### Problem to solve
Copy the records below word for word, from their start up to and including the line that contains "column 191, row 294". Leave out the pictures.

### Record list

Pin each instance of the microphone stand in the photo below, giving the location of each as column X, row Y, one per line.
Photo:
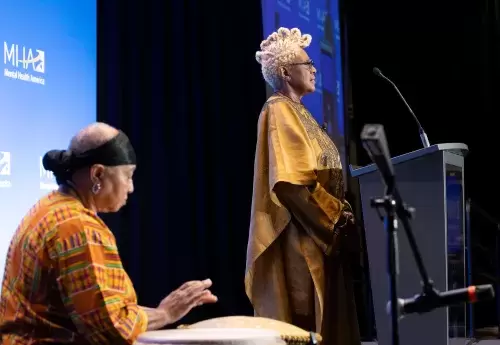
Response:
column 374, row 142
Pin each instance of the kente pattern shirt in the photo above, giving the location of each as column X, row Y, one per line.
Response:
column 64, row 281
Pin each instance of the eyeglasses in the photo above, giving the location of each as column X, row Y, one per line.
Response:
column 309, row 63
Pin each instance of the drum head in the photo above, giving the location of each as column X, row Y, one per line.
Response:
column 233, row 336
column 289, row 333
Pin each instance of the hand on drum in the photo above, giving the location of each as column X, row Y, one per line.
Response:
column 191, row 294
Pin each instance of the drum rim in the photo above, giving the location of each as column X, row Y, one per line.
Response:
column 237, row 334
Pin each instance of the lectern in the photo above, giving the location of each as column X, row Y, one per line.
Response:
column 431, row 180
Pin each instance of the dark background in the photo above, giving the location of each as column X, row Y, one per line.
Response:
column 181, row 79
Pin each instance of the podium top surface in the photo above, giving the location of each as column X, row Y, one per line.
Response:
column 456, row 148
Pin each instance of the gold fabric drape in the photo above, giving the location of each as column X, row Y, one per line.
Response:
column 297, row 270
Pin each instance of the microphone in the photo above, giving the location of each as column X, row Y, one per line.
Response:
column 375, row 143
column 423, row 135
column 425, row 303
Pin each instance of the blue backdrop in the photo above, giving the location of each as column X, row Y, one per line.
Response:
column 47, row 93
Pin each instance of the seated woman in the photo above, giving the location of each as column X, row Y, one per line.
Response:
column 64, row 281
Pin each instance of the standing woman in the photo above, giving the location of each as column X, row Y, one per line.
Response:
column 302, row 231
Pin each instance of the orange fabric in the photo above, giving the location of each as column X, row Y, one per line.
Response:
column 64, row 280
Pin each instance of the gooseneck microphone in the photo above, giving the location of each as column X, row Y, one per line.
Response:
column 423, row 135
column 425, row 303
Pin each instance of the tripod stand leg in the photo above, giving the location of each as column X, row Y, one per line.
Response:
column 391, row 227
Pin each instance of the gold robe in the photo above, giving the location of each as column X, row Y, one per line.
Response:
column 297, row 263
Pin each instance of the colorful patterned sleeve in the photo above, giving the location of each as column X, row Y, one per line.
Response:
column 94, row 286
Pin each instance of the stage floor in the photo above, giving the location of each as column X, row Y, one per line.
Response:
column 460, row 342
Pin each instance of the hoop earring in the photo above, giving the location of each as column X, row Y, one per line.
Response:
column 96, row 187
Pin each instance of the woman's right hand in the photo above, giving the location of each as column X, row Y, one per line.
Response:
column 180, row 302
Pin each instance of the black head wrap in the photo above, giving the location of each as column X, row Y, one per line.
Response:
column 115, row 152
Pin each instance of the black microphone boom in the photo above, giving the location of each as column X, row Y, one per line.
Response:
column 424, row 303
column 423, row 135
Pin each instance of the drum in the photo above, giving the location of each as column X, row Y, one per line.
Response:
column 289, row 333
column 211, row 336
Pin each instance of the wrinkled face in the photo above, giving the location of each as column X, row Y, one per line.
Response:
column 301, row 74
column 115, row 185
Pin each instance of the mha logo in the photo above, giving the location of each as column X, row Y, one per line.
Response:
column 47, row 179
column 24, row 63
column 5, row 170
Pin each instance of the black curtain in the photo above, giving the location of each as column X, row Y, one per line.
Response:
column 180, row 78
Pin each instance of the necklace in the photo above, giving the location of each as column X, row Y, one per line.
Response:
column 279, row 93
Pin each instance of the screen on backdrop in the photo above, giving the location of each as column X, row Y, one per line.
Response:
column 321, row 20
column 47, row 93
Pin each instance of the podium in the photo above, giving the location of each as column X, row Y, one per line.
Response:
column 431, row 180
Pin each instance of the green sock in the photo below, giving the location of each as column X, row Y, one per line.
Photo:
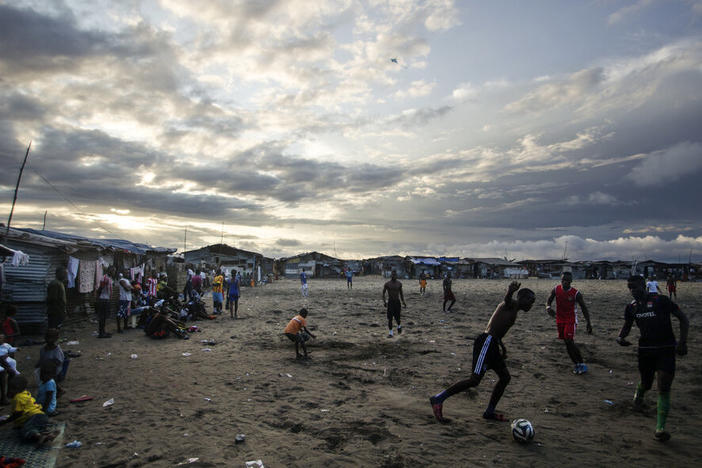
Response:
column 663, row 408
column 638, row 394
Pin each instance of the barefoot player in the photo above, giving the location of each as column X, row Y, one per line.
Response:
column 657, row 345
column 486, row 354
column 567, row 301
column 394, row 290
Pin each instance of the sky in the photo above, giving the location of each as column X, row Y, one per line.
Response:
column 524, row 130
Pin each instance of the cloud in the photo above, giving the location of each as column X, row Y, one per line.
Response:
column 628, row 11
column 666, row 166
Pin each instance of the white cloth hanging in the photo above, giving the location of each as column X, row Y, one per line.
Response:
column 72, row 271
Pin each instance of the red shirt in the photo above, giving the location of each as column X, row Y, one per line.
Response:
column 566, row 306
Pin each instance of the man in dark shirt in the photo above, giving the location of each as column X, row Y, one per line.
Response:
column 56, row 299
column 657, row 345
column 448, row 293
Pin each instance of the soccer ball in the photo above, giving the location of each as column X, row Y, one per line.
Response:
column 522, row 430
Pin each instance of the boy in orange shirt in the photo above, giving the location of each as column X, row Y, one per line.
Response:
column 27, row 414
column 298, row 333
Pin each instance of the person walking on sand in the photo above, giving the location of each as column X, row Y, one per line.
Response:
column 303, row 282
column 448, row 293
column 56, row 303
column 104, row 293
column 297, row 332
column 349, row 278
column 566, row 314
column 422, row 283
column 233, row 292
column 486, row 354
column 394, row 290
column 671, row 285
column 657, row 346
column 652, row 285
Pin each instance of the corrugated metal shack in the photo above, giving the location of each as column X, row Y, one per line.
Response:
column 26, row 285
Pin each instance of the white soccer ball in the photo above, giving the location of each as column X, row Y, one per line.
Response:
column 522, row 430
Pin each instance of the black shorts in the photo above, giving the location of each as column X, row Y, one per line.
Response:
column 301, row 337
column 486, row 354
column 661, row 359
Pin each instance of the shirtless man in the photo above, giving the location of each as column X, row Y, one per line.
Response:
column 394, row 289
column 486, row 354
column 448, row 293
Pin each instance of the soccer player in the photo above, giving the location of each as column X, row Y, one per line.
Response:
column 486, row 353
column 422, row 283
column 657, row 346
column 303, row 282
column 448, row 293
column 394, row 290
column 567, row 301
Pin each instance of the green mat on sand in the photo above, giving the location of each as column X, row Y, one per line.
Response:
column 11, row 446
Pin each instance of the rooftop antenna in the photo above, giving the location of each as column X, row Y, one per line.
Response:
column 19, row 178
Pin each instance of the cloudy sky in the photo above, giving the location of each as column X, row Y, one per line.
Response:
column 359, row 127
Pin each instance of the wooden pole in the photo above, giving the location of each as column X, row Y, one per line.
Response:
column 19, row 178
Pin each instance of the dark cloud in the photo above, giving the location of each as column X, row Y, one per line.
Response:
column 35, row 41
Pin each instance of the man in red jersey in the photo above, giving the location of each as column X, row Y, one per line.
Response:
column 567, row 301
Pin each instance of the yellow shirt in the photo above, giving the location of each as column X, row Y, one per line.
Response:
column 24, row 403
column 295, row 325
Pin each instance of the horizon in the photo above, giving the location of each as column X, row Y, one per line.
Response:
column 359, row 127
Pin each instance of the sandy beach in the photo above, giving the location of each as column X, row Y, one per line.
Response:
column 362, row 398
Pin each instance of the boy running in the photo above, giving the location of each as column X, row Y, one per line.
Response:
column 657, row 345
column 486, row 354
column 394, row 290
column 297, row 332
column 567, row 301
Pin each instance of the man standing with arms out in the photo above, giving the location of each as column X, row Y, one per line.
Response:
column 657, row 346
column 394, row 290
column 672, row 287
column 448, row 293
column 652, row 285
column 303, row 282
column 566, row 314
column 103, row 302
column 152, row 288
column 56, row 302
column 486, row 354
column 349, row 278
column 422, row 283
column 218, row 292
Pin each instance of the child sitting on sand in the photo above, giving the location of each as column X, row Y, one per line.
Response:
column 27, row 415
column 9, row 326
column 298, row 333
column 7, row 363
column 46, row 395
column 52, row 353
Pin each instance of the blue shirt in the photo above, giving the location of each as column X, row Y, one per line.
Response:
column 44, row 388
column 234, row 286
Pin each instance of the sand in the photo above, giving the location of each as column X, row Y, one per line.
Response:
column 362, row 398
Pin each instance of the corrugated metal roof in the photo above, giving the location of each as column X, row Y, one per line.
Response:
column 114, row 244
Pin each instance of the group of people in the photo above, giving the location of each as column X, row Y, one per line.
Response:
column 650, row 310
column 30, row 414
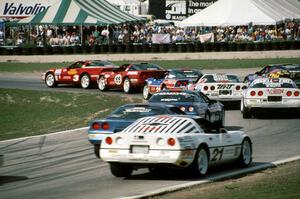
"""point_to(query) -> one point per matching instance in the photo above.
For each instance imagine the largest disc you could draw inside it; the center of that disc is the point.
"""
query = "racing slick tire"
(146, 94)
(127, 88)
(245, 111)
(245, 157)
(50, 80)
(101, 84)
(85, 81)
(201, 162)
(120, 170)
(97, 150)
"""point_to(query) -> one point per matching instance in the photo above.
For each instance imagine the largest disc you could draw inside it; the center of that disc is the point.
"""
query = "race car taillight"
(96, 126)
(252, 93)
(105, 126)
(182, 108)
(190, 109)
(108, 140)
(171, 141)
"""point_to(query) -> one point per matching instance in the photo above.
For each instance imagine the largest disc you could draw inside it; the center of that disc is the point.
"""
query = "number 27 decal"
(217, 154)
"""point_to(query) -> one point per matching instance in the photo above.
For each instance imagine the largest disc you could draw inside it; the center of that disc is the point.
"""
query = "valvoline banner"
(21, 8)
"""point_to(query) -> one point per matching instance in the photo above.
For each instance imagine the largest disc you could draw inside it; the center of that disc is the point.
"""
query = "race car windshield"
(99, 63)
(137, 112)
(173, 97)
(184, 74)
(220, 78)
(145, 67)
(273, 84)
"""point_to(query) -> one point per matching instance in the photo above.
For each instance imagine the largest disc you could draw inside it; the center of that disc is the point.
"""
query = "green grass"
(201, 64)
(26, 113)
(276, 183)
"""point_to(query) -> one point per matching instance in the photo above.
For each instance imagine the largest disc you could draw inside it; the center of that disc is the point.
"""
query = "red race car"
(129, 77)
(83, 73)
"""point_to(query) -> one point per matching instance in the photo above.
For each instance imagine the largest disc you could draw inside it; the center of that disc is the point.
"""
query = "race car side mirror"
(222, 130)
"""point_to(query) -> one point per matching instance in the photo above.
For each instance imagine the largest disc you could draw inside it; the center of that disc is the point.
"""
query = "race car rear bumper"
(173, 157)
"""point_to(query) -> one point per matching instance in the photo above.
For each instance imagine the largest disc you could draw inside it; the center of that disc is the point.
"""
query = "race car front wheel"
(85, 81)
(127, 85)
(97, 150)
(221, 122)
(50, 80)
(245, 111)
(201, 161)
(101, 84)
(245, 157)
(146, 94)
(120, 170)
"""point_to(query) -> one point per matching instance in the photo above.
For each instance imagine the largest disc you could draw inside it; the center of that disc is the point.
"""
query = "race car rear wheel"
(201, 161)
(245, 157)
(85, 81)
(127, 85)
(101, 84)
(146, 94)
(50, 80)
(120, 170)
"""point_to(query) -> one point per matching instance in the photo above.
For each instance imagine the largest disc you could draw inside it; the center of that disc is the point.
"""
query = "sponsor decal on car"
(72, 72)
(118, 79)
(57, 72)
(133, 73)
(76, 78)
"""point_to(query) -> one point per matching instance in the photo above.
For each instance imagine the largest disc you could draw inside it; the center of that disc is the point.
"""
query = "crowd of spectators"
(143, 33)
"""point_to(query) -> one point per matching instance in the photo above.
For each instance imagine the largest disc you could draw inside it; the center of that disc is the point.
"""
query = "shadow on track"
(214, 173)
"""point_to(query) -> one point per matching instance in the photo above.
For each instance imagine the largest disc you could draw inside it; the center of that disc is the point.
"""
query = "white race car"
(175, 142)
(222, 87)
(265, 93)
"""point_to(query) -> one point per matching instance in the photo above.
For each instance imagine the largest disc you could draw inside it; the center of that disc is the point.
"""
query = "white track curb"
(49, 134)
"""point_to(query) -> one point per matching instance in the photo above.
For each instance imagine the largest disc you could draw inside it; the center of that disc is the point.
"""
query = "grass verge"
(27, 113)
(200, 64)
(281, 182)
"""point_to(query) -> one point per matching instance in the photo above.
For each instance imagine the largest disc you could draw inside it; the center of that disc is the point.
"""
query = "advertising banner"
(177, 9)
(205, 38)
(21, 8)
(161, 38)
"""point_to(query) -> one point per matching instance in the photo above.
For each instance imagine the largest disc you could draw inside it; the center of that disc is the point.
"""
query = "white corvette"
(222, 87)
(176, 142)
(265, 93)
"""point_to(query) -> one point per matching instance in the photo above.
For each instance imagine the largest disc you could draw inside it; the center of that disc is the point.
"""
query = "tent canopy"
(243, 12)
(80, 12)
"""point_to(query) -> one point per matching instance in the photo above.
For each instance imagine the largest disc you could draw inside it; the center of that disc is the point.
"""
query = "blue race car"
(123, 117)
(193, 103)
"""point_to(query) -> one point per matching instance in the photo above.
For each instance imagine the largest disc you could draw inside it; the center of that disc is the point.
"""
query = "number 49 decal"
(217, 154)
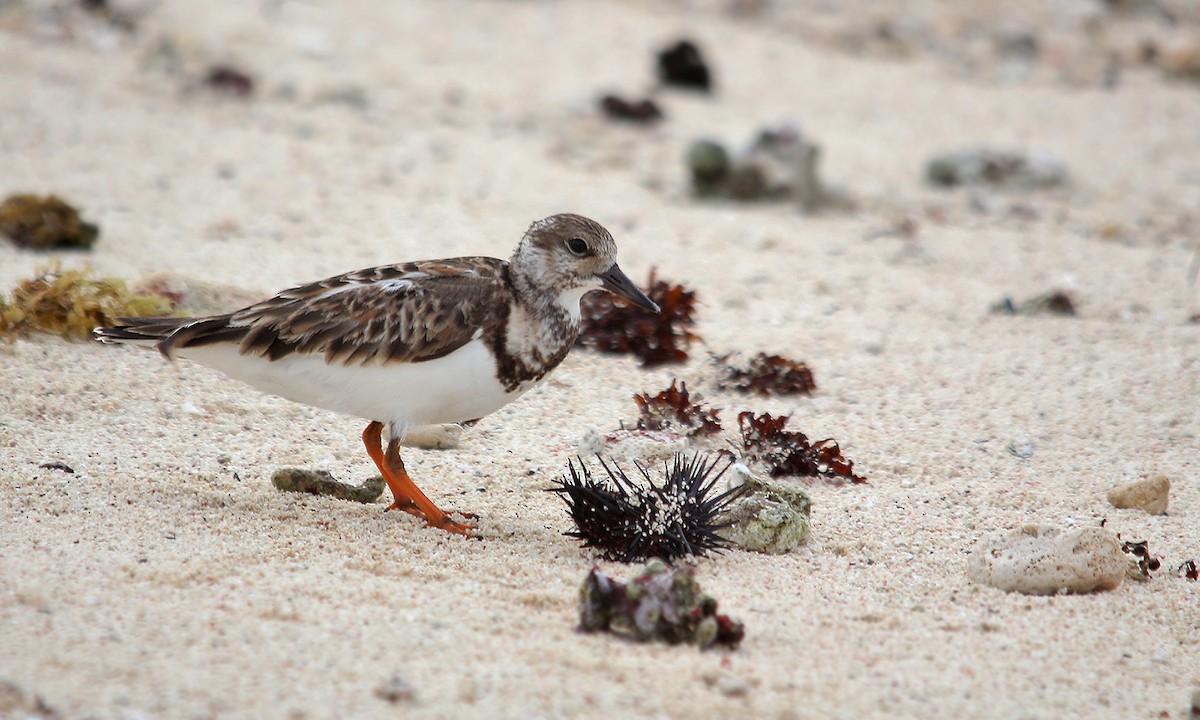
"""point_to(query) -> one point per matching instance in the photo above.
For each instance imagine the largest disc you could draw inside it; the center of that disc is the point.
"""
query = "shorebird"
(413, 343)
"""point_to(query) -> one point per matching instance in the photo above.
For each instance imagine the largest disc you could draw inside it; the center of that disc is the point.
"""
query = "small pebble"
(682, 65)
(323, 484)
(1000, 168)
(1149, 495)
(433, 437)
(772, 517)
(637, 111)
(1041, 559)
(396, 690)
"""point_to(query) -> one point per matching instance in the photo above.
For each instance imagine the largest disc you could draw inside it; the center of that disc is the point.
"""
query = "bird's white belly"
(455, 388)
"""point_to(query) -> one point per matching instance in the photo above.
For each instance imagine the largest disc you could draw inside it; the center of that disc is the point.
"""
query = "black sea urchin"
(629, 522)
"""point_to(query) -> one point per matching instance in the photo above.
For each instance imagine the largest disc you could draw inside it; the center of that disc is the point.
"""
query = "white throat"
(570, 300)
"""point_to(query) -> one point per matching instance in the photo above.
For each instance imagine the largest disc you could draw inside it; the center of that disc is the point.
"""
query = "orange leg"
(406, 496)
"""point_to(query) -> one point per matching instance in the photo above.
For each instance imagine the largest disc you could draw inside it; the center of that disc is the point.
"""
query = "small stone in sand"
(771, 517)
(1059, 303)
(682, 65)
(322, 483)
(396, 690)
(1039, 559)
(1000, 168)
(636, 111)
(433, 437)
(661, 603)
(1149, 495)
(1143, 563)
(226, 78)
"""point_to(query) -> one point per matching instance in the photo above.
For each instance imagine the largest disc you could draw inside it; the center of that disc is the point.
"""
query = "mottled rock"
(1041, 559)
(1000, 168)
(1149, 495)
(322, 483)
(709, 165)
(772, 517)
(780, 165)
(661, 603)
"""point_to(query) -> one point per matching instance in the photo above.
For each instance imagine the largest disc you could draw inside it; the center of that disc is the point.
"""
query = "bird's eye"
(577, 246)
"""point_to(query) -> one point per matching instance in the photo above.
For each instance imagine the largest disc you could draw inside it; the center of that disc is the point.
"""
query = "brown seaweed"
(787, 453)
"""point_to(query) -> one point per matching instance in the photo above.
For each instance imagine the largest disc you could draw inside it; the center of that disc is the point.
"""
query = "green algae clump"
(45, 223)
(71, 303)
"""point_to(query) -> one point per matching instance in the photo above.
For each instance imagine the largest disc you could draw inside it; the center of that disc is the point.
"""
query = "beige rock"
(1041, 559)
(1149, 495)
(433, 437)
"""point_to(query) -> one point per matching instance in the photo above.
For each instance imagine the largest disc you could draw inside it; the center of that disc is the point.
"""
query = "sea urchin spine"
(629, 522)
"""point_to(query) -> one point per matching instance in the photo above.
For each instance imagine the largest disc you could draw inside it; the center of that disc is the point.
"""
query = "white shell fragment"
(1039, 559)
(1149, 495)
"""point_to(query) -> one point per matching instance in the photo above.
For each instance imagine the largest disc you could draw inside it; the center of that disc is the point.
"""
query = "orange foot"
(406, 496)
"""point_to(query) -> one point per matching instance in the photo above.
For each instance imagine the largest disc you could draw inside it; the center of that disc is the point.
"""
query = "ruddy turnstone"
(408, 345)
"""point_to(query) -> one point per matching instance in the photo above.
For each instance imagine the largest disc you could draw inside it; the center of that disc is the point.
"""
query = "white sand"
(167, 577)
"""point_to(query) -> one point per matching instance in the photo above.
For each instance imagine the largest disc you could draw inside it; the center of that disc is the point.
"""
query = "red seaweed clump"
(675, 407)
(615, 325)
(768, 375)
(787, 453)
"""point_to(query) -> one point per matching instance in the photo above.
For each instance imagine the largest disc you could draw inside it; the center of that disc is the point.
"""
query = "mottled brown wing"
(394, 313)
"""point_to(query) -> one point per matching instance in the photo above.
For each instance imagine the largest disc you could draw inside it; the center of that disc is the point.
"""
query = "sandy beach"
(166, 577)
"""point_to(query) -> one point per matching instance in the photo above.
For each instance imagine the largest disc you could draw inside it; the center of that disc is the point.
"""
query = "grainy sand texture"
(166, 577)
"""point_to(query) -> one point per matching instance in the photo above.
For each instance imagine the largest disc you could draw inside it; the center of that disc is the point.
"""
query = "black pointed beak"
(615, 281)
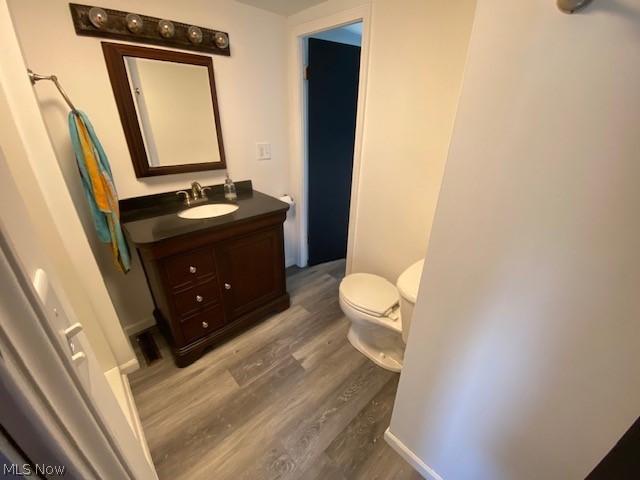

### Response
Pin each instance of the microphone stand in the photo below, giving the location of each as column X, row Y, one per line.
Photo:
Response:
column 374, row 142
Pin each instance of the kente pattern shirt in the photo above, giving the location of each as column X, row Y, one per line.
Response:
column 64, row 281
Pin each instance of the eyeglasses in the photo above, giving the location of each as column X, row Y, one per line.
Response:
column 309, row 63
Pin each instance of the drum head in the photo above, giving the location of each as column X, row Y, one per line.
Response:
column 233, row 336
column 289, row 333
Pin each instance of the hand on drum in the photo above, giving the location of each as column X, row Y, one per line.
Response:
column 191, row 294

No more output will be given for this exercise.